> _SOURCE DOCUMENT_:
------------------------------------
Ambulance patients face long A&E delays
- Published
Thousands of patients taken to hospital by ambulance face long delays before being seen by accident and emergency staff, figures for England show.
Data obtained by Labour showed the number of waits of more than an hour had nearly trebled in two years.
NHS bosses blamed "increasing demand" for the problem - ambulances should be able to hand over patients to A&E staff within 15 minutes of arrival.
There were 76,000 waits over an hour in 2015-16, up from 28,000 in 2013-14.
The number of waits of more than 30 minutes rose by 60% over the same period, from 258,000 to nearly 413,000.
Ambulances made 4.7 million journeys to A&E units last year.
Ambulance crews said the most-life threatening cases would be prioritised when delays occurred, but the figures once again demonstrate the growing pressures on the system.
Delays occur when there are no A&E staff available for the ambulance crews to hand patients over to.
They then have to wait with their patients, meaning the ambulance is unavailable for 999 calls.
Ambulance crews say the delays are part of the reason they are struggling to meet their target of reaching the most seriously ill patients within eight minutes.
Shadow health secretary Jon Ashworth said the figures illustrated the "scale of the crisis" facing the NHS.
"The figures speak for themselves," he said.
"It is clear that this government has failed to grasp what is happening in our overstretched hospitals."
The data provided by ambulance trusts also showed some waits of more than six hours, although it is unclear whether that represented a "true wait".
Ambulance crews sometimes take care of multiple patients to allow other crews to get back on the road, so some of the long waits may reflect the total length of time multiple patients waited.
Errors in the way waits are recorded could also explain some of the extremely long waits - although West Midlands Ambulance Trust confirmed a wait of more than four hours seen this year was genuine.
'National crisis'
Christina McAnea, of Unison, which represents ambulance staff, said the delays were happening because A&E units were simply "overwhelmed".
"There's a national crisis in the ambulance service because of an extreme lack of funding across every part of the NHS," she added.
An NHS England spokeswoman conceded there was a problem, saying the waits were down to "increasing demand".
But she pointed out patients who were delayed were still receiving care from "skilled ambulance staff".
"Staff work hard to keep these occurrences to a minimum," she added.
Meanwhile, the Department of Health said it expected hospitals and ambulance trusts to "work closely" together to address the issue.
------------------------------------
> _DATA SECTION_:

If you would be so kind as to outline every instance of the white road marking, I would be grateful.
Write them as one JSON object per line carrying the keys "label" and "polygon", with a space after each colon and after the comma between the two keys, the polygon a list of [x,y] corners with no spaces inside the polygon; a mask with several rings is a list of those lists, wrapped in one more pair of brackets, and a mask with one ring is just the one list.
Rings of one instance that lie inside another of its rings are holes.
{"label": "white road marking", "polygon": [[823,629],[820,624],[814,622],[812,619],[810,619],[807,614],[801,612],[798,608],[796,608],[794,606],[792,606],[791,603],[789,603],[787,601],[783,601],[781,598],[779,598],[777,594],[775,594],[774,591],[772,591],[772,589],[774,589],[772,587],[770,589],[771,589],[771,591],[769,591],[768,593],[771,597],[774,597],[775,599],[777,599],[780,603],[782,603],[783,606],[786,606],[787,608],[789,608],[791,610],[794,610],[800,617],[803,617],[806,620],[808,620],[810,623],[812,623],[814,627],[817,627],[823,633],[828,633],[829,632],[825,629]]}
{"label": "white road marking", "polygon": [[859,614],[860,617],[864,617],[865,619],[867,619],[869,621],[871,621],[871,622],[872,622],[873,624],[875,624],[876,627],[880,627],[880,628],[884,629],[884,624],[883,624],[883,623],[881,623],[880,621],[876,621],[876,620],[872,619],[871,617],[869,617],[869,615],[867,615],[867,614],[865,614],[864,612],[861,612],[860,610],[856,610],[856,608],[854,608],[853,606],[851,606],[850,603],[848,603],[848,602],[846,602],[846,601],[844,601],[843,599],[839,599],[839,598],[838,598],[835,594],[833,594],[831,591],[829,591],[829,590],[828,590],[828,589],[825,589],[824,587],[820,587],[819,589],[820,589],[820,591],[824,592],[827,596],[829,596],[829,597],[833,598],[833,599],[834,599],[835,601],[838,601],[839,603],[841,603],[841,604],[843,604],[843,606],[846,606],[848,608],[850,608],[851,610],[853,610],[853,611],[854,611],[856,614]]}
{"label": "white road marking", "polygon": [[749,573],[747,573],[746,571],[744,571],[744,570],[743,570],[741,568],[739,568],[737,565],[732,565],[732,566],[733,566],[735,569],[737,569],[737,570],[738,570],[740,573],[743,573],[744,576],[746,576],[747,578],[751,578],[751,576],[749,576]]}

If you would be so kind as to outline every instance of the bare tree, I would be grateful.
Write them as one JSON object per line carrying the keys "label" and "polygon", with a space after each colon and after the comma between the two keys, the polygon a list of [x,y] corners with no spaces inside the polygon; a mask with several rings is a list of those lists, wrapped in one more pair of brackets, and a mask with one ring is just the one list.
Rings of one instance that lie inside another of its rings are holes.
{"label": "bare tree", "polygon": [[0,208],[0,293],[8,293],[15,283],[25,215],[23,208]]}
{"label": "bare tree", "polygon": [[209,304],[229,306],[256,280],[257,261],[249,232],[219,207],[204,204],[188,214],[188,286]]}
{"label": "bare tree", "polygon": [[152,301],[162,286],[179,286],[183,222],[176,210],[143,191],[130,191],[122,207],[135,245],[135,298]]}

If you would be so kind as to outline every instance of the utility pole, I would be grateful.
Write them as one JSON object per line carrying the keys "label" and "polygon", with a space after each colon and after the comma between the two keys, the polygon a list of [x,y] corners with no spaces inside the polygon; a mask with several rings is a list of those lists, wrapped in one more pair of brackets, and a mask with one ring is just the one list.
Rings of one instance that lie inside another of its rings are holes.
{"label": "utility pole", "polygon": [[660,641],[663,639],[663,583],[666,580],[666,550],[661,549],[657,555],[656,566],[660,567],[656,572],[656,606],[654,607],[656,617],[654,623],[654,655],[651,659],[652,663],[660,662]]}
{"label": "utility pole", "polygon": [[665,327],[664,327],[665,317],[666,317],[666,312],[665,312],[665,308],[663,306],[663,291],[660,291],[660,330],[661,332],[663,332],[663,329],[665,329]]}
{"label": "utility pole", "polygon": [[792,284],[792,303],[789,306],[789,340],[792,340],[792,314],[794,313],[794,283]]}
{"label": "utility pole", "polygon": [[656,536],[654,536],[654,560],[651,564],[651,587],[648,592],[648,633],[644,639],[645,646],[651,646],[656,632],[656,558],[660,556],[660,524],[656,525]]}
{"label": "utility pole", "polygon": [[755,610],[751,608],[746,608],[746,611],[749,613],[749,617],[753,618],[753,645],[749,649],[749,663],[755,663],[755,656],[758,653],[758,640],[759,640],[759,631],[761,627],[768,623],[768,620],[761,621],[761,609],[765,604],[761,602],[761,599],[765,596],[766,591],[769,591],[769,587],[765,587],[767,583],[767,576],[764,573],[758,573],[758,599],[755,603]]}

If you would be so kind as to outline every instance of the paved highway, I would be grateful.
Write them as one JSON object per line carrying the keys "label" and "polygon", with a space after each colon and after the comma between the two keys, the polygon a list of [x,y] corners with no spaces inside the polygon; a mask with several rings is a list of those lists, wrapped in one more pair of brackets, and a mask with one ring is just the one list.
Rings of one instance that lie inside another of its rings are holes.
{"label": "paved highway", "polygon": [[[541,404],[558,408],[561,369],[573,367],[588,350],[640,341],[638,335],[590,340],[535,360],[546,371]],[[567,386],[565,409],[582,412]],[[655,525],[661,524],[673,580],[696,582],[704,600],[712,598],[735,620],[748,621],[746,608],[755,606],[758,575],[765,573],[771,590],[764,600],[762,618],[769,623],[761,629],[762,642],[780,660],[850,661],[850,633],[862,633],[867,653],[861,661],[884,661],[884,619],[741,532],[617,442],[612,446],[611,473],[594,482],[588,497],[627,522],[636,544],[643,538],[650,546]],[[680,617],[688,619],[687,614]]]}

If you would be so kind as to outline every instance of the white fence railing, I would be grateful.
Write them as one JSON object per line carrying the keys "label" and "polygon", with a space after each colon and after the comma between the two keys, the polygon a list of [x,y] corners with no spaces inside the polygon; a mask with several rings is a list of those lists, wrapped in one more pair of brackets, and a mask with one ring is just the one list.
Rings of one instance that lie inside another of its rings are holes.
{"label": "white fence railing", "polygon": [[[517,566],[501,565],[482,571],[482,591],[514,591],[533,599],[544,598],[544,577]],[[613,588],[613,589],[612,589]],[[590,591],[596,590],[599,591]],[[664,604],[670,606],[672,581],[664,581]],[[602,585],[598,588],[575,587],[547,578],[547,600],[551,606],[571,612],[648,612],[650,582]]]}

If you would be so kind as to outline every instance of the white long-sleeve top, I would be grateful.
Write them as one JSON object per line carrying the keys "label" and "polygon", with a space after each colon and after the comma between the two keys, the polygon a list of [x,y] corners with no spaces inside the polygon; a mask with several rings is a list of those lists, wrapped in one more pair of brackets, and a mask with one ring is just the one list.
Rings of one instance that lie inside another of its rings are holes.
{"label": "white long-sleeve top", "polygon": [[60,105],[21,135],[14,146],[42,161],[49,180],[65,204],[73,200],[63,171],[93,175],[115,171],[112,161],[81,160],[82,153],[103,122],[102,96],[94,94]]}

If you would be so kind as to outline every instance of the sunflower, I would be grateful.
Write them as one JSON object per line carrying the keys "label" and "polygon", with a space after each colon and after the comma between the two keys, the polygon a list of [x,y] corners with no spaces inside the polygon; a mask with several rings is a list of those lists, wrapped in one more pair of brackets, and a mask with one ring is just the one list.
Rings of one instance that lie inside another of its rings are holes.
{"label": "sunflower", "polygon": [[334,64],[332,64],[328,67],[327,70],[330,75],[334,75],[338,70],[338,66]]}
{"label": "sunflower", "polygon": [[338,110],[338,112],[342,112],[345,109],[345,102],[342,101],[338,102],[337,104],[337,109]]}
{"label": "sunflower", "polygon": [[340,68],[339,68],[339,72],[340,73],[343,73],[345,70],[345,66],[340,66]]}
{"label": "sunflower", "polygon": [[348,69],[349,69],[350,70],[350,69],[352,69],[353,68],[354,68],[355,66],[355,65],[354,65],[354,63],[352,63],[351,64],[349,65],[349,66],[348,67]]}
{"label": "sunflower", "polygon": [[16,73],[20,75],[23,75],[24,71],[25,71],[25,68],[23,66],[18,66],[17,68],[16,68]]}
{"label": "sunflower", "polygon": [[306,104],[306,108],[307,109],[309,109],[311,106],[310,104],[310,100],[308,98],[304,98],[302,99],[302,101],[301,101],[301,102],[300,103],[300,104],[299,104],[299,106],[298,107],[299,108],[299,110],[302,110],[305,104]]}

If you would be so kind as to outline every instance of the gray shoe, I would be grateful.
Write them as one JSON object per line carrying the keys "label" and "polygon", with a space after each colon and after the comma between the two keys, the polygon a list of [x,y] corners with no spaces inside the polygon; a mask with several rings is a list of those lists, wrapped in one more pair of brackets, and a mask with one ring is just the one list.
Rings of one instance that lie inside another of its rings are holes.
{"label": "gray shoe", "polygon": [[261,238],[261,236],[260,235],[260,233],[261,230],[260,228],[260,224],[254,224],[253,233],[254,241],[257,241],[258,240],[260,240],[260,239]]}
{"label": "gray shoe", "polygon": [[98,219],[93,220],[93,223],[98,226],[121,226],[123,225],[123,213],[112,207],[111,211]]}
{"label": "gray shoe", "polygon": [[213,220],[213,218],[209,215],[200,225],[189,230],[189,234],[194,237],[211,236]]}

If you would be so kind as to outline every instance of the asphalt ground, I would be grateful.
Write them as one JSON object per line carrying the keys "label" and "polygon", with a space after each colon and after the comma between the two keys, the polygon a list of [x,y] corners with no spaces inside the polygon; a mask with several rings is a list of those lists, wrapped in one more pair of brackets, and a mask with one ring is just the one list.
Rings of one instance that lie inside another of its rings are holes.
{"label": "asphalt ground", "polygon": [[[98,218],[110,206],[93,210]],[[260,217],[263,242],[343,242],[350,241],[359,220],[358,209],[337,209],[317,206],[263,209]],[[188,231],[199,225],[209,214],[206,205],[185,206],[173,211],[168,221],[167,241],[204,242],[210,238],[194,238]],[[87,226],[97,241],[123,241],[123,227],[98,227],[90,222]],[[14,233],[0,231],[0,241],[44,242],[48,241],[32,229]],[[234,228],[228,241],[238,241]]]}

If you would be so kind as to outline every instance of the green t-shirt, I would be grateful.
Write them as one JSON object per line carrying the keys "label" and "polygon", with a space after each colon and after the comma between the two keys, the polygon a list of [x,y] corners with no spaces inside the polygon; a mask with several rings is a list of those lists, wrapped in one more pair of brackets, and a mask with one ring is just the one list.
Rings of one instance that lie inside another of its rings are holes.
------------------------------------
> _WHAT THIS TASK INVOLVES_: Please reproduce the A&E delays article starting at "There were 76,000" and ending at "for 999 calls.", updated so that "journeys" reads "trips".

> _WORKED SOLUTION_:
There were 76,000 waits over an hour in 2015-16, up from 28,000 in 2013-14.
The number of waits of more than 30 minutes rose by 60% over the same period, from 258,000 to nearly 413,000.
Ambulances made 4.7 million trips to A&E units last year.
Ambulance crews said the most-life threatening cases would be prioritised when delays occurred, but the figures once again demonstrate the growing pressures on the system.
Delays occur when there are no A&E staff available for the ambulance crews to hand patients over to.
They then have to wait with their patients, meaning the ambulance is unavailable for 999 calls.